Problem: Reproduce the whole listing, character for character.

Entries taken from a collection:
++++++++++
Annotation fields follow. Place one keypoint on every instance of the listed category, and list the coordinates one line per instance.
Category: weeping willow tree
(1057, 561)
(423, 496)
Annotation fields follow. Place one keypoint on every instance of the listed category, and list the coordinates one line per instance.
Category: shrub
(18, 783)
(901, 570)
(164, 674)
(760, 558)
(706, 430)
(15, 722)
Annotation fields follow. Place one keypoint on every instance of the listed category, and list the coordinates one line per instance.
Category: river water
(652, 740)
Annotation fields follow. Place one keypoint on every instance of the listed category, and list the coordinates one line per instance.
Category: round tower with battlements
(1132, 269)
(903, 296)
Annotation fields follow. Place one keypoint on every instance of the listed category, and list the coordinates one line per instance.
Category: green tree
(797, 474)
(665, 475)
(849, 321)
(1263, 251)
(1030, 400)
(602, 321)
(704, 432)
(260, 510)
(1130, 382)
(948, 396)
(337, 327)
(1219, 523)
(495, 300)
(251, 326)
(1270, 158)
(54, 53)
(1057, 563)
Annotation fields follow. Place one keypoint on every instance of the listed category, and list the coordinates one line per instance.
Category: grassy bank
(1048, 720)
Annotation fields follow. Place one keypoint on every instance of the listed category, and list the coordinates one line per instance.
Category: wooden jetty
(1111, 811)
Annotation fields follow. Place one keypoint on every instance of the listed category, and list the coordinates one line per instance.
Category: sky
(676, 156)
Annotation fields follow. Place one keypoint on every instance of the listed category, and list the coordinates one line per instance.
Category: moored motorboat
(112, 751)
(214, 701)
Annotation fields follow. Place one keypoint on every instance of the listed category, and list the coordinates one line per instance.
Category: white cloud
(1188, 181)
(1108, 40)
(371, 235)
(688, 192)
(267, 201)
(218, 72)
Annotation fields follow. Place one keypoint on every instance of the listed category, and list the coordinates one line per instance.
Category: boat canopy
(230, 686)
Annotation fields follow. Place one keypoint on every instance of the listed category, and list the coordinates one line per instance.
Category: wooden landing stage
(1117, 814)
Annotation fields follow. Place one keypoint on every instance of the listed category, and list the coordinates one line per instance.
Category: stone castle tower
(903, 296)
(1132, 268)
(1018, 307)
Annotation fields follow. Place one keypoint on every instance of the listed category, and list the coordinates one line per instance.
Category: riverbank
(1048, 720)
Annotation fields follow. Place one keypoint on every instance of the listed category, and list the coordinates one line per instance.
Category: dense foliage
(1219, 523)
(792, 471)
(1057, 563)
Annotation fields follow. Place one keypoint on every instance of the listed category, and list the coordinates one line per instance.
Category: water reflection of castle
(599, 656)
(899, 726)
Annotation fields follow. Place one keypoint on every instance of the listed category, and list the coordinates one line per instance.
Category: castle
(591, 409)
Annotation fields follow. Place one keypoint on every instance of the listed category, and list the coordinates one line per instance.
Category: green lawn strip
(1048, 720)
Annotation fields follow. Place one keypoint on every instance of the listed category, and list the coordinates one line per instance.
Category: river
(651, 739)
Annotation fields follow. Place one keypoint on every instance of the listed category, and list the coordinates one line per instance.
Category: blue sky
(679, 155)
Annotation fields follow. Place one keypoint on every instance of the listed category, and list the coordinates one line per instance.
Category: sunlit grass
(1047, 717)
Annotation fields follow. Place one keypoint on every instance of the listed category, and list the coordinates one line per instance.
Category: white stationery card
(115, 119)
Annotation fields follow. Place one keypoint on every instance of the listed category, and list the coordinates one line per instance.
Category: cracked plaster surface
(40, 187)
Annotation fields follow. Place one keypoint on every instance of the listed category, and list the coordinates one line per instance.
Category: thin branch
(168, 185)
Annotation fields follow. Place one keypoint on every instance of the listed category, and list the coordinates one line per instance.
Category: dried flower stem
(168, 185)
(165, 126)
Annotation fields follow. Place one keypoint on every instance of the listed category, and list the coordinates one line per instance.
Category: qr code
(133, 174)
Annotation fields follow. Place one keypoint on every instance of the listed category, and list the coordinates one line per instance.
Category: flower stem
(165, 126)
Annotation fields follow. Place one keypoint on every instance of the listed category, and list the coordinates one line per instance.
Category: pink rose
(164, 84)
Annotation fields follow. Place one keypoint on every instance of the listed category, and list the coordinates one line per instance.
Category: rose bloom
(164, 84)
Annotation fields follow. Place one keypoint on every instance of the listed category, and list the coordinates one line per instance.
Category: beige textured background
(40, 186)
++++++++++
The completed task:
Annotation fields follow. Place one keypoint on every instance of the listed category, and list the coordinates one line per instance.
Category: weeping willow tree
(1057, 561)
(423, 496)
Annotation fields follow. Place one keypoint on every instance of the listed category, and list the coordinates one line per instance.
Category: shrub
(18, 783)
(901, 570)
(164, 674)
(760, 558)
(706, 430)
(15, 722)
Annotation fields follow. Place one keypoint on every instance of the listed category, and list the coordinates one line per instance.
Category: river water
(652, 740)
Annotation fields follow. Place one keypoint on every instance of the listed category, and list the coordinates one line per instance.
Category: round tower with battlements
(1132, 269)
(903, 296)
Annotation fields follow. Place one keypoint on every instance of the listed category, and list the coordinates one line per instance.
Category: green tree
(797, 474)
(665, 475)
(849, 321)
(1263, 251)
(1030, 400)
(602, 321)
(704, 432)
(260, 510)
(1130, 382)
(948, 396)
(337, 327)
(1219, 523)
(495, 300)
(251, 326)
(1270, 158)
(54, 53)
(1057, 563)
Annotation fields follow. Place one keypoint on every instance of the listed category, and list the coordinates one line per instance.
Category: grassy bank
(1048, 720)
Annotation fields follow. Place one keypoint on every instance of the listed category, and list the coordinates one line per instance.
Category: wooden jetty
(1111, 811)
Annotation fields follow. Place one keypoint on every instance of the listed category, and list the coordinates one line per instance.
Category: sky
(676, 156)
Annotation fields follow. Place one keypoint on every instance of the listed category, and list the coordinates one line per instance.
Category: moored motorboat
(112, 751)
(214, 701)
Annotation fields follow. Place one keypoint on every instance of the listed category, and list the coordinates one line per instance.
Category: white cloud
(1188, 181)
(1108, 40)
(371, 235)
(688, 192)
(267, 201)
(218, 72)
Annotation fields follow. Place one keypoint on every instance of the listed category, and list the coordinates one line per instance.
Category: boat canopy
(230, 686)
Annotation fields follow. Place one keypoint on every instance of the listed category, and list the coordinates one line per instance.
Category: wooden landing stage
(1117, 814)
Annotation fields follow. Place one keypoint on every instance of the listed category, and list the coordinates one line per instance.
Category: stone castle tower
(903, 296)
(1132, 268)
(1018, 307)
Annotation fields follow. Place one keypoint on every instance of the listed category, and list the coordinates one line per instance.
Category: riverbank
(1048, 720)
Annotation fields follow. Place one keypoint on every instance of the listed category, and list the coordinates one line per instance.
Category: dense foliage
(1219, 523)
(792, 471)
(1057, 563)
Annotation fields follow. Place one keypoint on every instance of the listed category, and list the coordinates one line per instance.
Category: water reflection of castle
(599, 656)
(899, 726)
Annotation fields follow. Place one keypoint on every instance of the listed category, and list the coordinates one line per instance.
Category: castle
(591, 409)
Annotation fields follow. Place one keypoint on every instance of the listed category, and list the coordinates one line per instance.
Category: green lawn strip
(1048, 720)
Annotation fields follow. Place one keypoint on every instance of the listed category, and list the coordinates one line per instance.
Category: river
(651, 739)
Annotation fields follow. Place one keypoint on every instance of the listed category, and list the coordinates one line per instance.
Category: blue sky
(679, 155)
Annotation fields follow. Place one keypoint on every instance of the listed category, and list the coordinates one line per instance.
Category: sunlit grass
(1047, 717)
Annotation fields follow. Place one keypoint on every instance of the listed category, and list the coordinates one line per instance.
Category: white stationery card
(115, 119)
Annotation fields follow. Place one keypoint on every instance of the listed category, and list the coordinates one line per instance.
Category: cracked plaster surface
(40, 187)
Annotation fields follow. Place one keypoint on every instance of the listed category, and list the coordinates one line per instance.
Category: thin branch
(168, 185)
Annotation fields follow. Place one keypoint on every instance of the listed category, and list the coordinates one line per instance.
Category: dried flower stem
(168, 185)
(165, 126)
Annotation fields follow. Place one keypoint on every instance of the listed category, and list the coordinates one line per instance.
Category: qr code
(133, 174)
Annotation fields follow. Place one keypoint on every instance of the listed category, and list the coordinates one line per instance.
Category: flower stem
(165, 126)
Annotation fields follow. Place one keypoint on every instance of the listed category, and list the coordinates one line per instance.
Category: pink rose
(164, 84)
Annotation fields follow. Place one keypoint on every instance of the listed category, and list the coordinates one line per instance.
Category: rose bloom
(164, 84)
Annotation fields follow. Place one keypoint on every instance of the listed category, and list the coordinates one line per instance.
Category: beige textured background
(40, 186)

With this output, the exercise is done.